• Data section:
((

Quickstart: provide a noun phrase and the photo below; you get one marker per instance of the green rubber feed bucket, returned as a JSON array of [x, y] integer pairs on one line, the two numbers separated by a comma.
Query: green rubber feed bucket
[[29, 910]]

))
((

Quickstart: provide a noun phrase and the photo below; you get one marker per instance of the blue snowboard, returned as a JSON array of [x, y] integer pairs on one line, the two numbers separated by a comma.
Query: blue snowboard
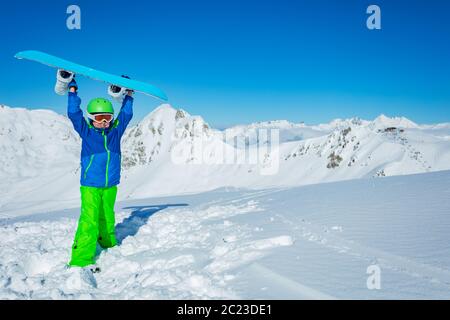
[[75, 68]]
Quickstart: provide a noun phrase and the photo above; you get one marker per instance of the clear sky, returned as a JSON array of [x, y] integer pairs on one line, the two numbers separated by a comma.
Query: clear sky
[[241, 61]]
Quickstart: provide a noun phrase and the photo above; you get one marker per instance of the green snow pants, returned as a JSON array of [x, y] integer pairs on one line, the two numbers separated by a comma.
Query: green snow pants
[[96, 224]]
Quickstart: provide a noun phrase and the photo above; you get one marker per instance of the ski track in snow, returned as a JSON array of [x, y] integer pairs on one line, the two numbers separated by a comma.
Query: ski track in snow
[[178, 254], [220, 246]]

))

• Task brief:
Filter the listing above, keeping only the lines with "below".

• Worked solution:
Quickstart: provide a noun phrase and the photo below; you get one marker per instance of the green rubber feed bucket, returned as a JSON array of [x, y] integer pairs on one line, the two numbers separated by a comma.
Quickstart: provide a noun phrase and the photo below; you get one marker per instance of the blue snowboard, returned as a JSON array of [x, y] integer pairs on one line, the two numbers separated by a comma.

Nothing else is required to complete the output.